## WORK REQUIRED
Below this line are records; transcribe exactly the lines between the one holding "pick out the eyebrow, placing" and the one holding "pick out the tree line, placing", inclusive, and omit the pictures.

## MATERIALS PROVIDED
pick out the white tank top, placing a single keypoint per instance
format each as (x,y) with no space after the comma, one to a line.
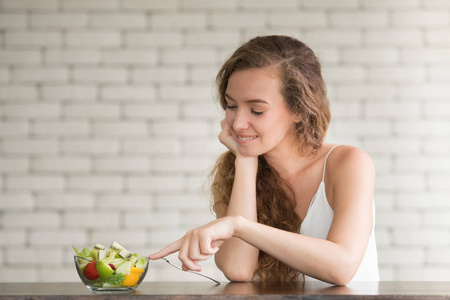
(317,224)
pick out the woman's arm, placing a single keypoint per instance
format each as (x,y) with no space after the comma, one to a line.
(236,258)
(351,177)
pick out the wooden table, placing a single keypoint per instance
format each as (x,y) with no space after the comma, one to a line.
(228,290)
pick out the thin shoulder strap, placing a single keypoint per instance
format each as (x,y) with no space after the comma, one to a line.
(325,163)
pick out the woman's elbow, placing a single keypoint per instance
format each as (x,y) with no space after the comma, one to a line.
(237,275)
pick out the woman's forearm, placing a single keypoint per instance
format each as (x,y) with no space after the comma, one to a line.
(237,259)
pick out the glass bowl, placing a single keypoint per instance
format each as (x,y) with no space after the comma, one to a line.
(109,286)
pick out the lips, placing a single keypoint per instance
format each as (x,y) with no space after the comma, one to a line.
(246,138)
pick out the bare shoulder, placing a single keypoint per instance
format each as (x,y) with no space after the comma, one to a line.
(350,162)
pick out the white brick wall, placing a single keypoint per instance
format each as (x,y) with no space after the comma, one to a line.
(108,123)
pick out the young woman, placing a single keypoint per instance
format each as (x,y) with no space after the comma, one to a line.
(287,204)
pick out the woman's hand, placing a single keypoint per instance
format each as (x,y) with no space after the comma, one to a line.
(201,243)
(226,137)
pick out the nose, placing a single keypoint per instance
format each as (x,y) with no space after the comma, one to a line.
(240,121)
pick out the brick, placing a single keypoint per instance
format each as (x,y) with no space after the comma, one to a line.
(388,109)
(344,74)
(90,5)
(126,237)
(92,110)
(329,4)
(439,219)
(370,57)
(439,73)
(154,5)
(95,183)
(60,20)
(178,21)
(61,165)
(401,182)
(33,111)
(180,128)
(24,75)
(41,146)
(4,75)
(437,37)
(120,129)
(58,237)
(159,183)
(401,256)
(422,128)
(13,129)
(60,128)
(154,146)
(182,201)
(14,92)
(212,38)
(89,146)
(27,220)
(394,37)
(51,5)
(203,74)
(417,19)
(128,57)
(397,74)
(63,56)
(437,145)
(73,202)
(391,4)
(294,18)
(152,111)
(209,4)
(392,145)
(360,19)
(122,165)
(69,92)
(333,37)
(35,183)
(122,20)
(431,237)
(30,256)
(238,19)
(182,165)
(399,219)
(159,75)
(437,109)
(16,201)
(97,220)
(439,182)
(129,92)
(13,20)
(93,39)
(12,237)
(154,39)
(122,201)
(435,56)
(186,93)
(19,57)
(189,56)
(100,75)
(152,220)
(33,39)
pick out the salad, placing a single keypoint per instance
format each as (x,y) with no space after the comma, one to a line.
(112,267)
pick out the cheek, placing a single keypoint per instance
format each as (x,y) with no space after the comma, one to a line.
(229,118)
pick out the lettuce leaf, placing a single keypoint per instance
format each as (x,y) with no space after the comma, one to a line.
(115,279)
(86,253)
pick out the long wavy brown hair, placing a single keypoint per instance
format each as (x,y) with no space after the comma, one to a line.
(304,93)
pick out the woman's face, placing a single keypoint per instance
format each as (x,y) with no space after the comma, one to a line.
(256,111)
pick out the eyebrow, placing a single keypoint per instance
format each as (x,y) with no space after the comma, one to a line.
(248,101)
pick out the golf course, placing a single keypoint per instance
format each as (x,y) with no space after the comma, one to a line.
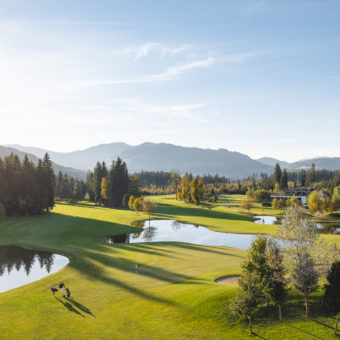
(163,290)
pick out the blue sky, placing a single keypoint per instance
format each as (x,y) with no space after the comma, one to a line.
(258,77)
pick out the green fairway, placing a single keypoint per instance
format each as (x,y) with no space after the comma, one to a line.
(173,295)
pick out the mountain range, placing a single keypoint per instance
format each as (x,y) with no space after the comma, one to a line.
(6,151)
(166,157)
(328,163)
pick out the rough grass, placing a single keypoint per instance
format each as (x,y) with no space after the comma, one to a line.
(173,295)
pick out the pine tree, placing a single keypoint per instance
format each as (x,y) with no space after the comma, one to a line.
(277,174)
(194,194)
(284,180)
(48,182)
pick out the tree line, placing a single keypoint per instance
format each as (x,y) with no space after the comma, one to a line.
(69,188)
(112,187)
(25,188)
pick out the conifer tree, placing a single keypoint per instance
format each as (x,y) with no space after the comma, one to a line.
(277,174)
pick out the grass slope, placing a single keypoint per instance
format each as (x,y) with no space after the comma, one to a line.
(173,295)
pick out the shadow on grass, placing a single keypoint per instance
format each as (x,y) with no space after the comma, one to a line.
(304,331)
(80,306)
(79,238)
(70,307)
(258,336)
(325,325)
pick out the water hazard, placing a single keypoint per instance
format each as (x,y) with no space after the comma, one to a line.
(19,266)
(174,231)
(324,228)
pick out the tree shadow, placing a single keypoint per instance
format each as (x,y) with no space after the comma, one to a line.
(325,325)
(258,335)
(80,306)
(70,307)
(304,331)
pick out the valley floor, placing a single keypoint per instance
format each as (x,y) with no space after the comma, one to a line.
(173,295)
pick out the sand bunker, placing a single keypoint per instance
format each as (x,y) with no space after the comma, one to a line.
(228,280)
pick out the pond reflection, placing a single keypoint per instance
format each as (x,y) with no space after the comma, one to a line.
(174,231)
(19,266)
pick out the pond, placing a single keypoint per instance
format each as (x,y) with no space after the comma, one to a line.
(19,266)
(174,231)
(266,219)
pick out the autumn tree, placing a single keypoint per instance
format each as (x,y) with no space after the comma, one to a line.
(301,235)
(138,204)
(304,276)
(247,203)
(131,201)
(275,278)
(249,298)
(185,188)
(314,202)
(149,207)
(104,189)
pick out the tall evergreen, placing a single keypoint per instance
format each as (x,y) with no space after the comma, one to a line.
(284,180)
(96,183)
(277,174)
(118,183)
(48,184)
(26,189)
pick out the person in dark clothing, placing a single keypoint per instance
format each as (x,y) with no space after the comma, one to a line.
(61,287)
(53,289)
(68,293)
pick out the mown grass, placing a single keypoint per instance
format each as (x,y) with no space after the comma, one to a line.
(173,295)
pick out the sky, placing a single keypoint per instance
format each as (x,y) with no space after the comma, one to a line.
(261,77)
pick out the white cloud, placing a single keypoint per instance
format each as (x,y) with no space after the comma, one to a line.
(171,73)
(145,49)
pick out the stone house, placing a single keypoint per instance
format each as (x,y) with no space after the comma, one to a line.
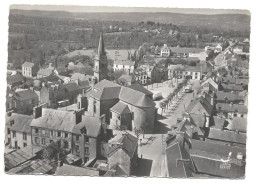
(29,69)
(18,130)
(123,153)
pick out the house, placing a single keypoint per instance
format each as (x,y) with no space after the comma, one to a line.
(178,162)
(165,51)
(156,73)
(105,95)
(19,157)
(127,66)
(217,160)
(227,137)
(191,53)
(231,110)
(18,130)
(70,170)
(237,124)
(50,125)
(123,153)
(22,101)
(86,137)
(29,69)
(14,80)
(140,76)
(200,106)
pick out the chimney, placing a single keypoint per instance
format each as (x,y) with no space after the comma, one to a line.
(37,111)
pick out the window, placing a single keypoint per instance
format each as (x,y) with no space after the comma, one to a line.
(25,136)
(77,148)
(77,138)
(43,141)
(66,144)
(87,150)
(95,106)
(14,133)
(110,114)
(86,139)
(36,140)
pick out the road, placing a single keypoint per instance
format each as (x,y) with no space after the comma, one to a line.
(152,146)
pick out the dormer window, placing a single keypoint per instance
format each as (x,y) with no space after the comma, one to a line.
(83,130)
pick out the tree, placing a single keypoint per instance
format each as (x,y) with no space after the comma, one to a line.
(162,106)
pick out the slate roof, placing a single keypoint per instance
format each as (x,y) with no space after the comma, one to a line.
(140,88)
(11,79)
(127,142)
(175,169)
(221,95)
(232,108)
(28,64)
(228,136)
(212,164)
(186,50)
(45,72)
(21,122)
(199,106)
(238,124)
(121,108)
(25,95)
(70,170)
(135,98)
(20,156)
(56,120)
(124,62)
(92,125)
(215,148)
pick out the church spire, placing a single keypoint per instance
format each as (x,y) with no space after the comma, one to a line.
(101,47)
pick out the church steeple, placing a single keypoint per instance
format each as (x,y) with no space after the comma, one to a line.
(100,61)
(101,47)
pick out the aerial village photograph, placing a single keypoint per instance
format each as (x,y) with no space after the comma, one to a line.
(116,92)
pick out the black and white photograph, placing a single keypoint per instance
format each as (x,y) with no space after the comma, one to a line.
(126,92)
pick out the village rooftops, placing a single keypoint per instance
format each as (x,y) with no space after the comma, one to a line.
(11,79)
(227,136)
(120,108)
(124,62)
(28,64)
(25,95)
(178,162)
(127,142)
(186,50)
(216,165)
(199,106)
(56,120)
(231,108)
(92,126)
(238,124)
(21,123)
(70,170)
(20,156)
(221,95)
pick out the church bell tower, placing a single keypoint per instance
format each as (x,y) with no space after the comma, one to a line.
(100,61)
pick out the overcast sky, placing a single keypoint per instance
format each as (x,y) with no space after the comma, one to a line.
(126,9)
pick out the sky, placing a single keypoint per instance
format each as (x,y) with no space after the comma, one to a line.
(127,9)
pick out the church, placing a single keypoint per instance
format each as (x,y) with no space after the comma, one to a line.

## RESULT OF THE EXERCISE
pick out the eyebrow, placing a single keypoint per instance
format each as (x,y) with no space after the comma, one to a line.
(248,101)
pick out the golf course, placing a single keypoint per instance
format each as (x,y) with no space after the comma, one to a line.
(163,290)
pick out the blue sky, placing a single keypoint per instance
format each as (x,y) with no space after the comma, one to a line.
(258,77)
pick out the green fairway, placing a single keypoint per instance
format each as (x,y) with no space after the comma, one to a line.
(173,295)
pick out the mountain range, placing a single keypoint per instance
format each as (x,y) with no space after the comma, one to a line.
(6,151)
(166,157)
(328,163)
pick out the rough grass, placing a single keypoint per instance
format each as (x,y) with no space after the comma, one to a line.
(173,295)
pick out the pine tree, placing a single keypoint per instance
format each as (x,y) with no space after the comma, one to a line.
(277,174)
(194,194)
(284,180)
(48,182)
pick out the tree line, placing a single keypoint per instance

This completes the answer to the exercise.